-- LISTED ENTRIES --

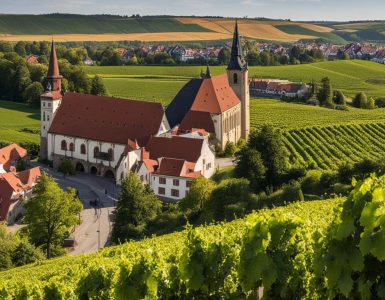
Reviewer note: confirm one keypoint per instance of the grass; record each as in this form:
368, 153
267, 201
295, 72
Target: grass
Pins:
350, 77
13, 118
82, 24
68, 270
294, 116
298, 29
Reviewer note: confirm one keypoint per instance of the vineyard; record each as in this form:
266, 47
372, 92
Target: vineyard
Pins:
197, 262
331, 146
331, 249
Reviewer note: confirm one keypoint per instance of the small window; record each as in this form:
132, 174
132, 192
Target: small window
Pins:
111, 154
175, 193
64, 145
83, 149
96, 152
235, 78
161, 191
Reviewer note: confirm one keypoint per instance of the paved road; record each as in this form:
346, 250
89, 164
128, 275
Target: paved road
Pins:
94, 231
224, 162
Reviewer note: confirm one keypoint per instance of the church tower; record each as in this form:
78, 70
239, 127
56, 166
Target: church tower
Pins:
238, 76
49, 101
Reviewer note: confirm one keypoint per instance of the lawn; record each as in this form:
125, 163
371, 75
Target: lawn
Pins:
14, 118
348, 76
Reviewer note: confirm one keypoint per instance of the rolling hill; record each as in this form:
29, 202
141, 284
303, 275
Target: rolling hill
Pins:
72, 27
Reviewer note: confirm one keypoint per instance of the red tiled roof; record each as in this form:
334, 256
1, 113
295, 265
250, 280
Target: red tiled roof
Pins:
176, 147
197, 119
177, 168
107, 119
15, 182
10, 154
215, 96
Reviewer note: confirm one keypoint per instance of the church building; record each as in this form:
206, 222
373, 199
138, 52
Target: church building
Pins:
218, 104
110, 137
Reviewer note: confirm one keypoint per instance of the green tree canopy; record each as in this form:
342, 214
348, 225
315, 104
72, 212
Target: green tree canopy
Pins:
199, 193
51, 214
32, 94
137, 206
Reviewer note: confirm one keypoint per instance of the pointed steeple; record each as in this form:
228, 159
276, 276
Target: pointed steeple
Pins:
53, 75
208, 72
237, 61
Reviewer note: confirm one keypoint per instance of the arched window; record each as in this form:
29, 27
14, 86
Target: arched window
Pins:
111, 154
64, 145
96, 152
83, 149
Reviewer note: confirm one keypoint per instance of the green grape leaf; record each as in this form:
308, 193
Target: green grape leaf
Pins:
345, 283
346, 228
356, 260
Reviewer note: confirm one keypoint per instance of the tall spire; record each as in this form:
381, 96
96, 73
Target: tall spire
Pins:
237, 61
53, 74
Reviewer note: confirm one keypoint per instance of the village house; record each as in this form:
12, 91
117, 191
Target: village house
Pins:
15, 189
110, 137
10, 156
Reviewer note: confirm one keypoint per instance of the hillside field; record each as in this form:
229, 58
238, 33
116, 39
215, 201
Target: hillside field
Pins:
65, 276
68, 27
350, 77
14, 118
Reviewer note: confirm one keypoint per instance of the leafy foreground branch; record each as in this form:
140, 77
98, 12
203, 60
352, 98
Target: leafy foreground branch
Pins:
307, 250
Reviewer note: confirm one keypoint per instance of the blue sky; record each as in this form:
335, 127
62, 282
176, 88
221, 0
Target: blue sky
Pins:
293, 9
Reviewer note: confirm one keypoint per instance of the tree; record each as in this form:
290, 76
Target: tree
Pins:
360, 100
136, 207
66, 167
339, 98
51, 214
98, 87
325, 92
253, 58
199, 193
32, 94
250, 166
223, 56
268, 142
228, 200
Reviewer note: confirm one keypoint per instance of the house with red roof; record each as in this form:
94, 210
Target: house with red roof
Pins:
15, 189
109, 137
10, 156
168, 165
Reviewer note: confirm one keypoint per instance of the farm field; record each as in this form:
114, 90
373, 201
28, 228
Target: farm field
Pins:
348, 76
13, 118
69, 272
67, 27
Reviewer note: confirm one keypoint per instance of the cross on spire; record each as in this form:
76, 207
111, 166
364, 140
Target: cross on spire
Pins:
237, 61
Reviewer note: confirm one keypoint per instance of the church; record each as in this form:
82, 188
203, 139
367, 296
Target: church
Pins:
168, 148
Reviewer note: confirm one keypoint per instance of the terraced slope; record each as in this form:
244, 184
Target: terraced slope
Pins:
150, 266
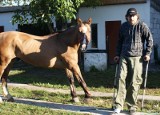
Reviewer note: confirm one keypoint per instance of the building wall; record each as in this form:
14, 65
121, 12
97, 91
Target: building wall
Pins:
112, 13
5, 20
102, 14
155, 27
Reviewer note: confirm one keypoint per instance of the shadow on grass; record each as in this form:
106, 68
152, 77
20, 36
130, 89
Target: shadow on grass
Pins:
95, 79
57, 106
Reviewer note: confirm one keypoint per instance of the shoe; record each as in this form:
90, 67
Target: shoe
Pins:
116, 111
132, 112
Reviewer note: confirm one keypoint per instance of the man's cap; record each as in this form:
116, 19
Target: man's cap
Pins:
131, 12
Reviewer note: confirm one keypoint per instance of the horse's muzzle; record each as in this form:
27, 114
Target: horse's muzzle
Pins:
83, 47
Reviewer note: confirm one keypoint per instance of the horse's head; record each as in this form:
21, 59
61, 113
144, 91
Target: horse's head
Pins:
85, 31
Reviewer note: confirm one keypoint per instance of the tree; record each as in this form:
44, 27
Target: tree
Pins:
43, 11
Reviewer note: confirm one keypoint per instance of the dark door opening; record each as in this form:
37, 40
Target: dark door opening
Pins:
112, 31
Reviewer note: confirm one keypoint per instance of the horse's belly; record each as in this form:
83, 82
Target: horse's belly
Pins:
46, 63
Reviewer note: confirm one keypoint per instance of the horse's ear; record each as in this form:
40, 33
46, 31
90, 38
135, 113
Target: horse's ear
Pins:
79, 21
89, 21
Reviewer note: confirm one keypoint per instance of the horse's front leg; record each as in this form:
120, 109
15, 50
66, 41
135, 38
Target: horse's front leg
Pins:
4, 74
6, 94
72, 86
81, 81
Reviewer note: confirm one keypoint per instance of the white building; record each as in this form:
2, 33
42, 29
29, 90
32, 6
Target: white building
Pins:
108, 19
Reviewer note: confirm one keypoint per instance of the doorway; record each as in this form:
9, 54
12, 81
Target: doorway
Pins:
112, 32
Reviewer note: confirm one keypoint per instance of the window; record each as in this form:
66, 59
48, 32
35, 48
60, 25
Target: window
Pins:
94, 35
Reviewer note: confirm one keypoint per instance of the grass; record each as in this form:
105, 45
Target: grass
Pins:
96, 81
22, 109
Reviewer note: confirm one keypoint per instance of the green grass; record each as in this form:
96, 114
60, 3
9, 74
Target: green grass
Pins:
8, 108
96, 81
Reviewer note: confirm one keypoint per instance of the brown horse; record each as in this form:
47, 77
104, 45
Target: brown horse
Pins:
58, 50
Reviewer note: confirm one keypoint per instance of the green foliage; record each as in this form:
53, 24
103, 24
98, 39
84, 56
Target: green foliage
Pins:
44, 11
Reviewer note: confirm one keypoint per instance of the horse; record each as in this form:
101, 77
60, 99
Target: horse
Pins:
58, 50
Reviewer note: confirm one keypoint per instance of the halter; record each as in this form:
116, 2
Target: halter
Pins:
84, 40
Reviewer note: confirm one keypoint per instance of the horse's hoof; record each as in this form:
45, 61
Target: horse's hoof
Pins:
76, 100
87, 100
1, 100
9, 98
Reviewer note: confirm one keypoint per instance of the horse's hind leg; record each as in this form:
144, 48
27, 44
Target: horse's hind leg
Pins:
4, 71
77, 73
72, 86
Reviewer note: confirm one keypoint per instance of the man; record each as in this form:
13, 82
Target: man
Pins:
134, 46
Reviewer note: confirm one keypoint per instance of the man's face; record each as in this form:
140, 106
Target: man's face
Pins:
132, 19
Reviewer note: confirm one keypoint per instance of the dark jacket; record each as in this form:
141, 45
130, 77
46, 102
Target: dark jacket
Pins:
134, 40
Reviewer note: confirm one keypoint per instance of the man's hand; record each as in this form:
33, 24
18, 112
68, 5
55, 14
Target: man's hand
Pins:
116, 59
146, 58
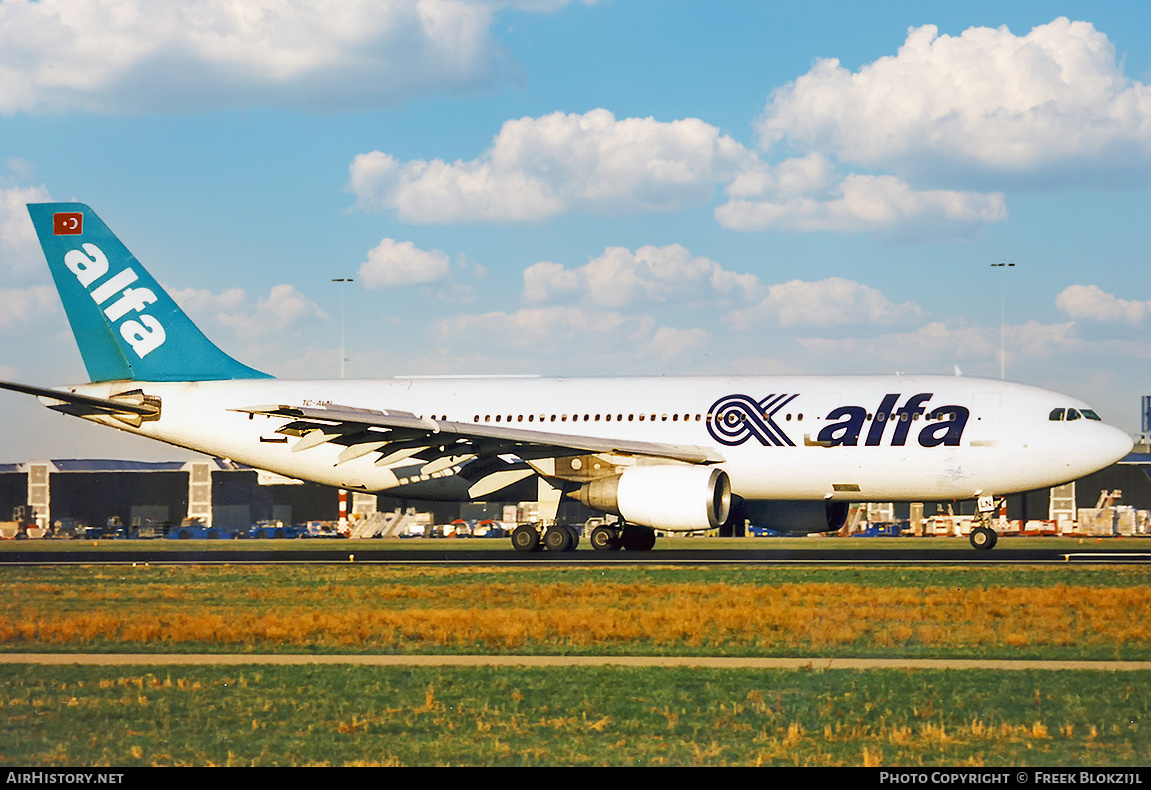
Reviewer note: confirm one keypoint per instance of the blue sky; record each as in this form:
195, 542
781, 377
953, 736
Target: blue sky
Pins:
592, 189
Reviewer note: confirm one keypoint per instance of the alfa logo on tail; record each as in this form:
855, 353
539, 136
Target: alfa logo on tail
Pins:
143, 333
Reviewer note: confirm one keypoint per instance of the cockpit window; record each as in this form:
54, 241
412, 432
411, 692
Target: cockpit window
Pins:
1059, 415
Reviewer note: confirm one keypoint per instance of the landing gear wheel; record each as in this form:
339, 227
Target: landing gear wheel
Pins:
525, 538
558, 538
983, 538
606, 539
638, 538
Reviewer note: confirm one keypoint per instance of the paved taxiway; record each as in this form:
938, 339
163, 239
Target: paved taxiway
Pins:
459, 554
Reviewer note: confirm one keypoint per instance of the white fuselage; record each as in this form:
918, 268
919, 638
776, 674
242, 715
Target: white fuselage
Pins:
807, 438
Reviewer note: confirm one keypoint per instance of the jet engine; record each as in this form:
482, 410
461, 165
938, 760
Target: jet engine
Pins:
678, 499
797, 516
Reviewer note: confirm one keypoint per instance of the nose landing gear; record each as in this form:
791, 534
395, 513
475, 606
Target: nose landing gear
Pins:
983, 537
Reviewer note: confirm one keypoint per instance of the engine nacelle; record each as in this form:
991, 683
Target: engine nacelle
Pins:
797, 516
677, 499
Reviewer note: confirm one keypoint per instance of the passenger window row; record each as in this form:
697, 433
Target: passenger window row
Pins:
585, 418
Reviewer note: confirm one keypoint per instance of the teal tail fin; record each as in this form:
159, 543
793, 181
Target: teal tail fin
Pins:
126, 325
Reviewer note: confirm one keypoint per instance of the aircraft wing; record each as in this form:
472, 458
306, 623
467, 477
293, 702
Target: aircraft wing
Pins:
363, 431
132, 404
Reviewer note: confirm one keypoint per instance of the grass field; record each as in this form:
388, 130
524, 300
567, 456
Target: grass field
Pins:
569, 716
576, 715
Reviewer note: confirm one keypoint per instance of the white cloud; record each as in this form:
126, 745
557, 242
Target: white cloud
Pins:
394, 264
649, 275
538, 168
1054, 98
825, 303
869, 203
1091, 303
558, 164
130, 55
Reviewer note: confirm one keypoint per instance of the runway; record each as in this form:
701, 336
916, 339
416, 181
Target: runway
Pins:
472, 554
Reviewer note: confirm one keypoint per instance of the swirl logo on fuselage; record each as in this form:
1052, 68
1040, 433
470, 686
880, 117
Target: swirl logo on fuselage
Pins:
736, 418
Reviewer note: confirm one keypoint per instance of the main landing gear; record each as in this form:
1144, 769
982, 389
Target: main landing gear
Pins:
530, 538
615, 537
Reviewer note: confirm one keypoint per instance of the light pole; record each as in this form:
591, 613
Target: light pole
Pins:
1003, 318
343, 357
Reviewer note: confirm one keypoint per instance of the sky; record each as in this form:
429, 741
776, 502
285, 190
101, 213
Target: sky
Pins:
568, 188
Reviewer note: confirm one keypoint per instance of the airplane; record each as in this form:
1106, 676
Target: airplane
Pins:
664, 454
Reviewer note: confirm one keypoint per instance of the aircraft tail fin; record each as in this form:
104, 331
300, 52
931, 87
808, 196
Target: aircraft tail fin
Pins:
126, 325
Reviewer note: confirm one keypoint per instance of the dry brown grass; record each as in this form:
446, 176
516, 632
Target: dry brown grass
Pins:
585, 615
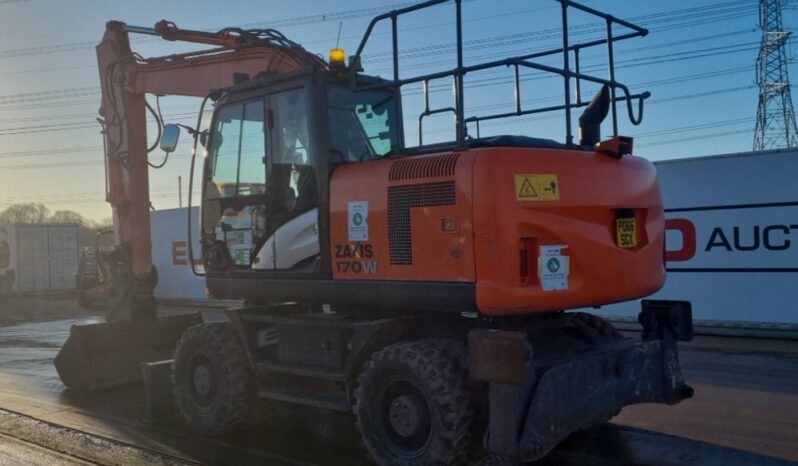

-- WHAT TO PRODUCE --
Count how many lines in the material above contain the string "aircraft", treating uppercase and lowercase as different, and reply with that number only.

-- REPLY TO THE TASK --
4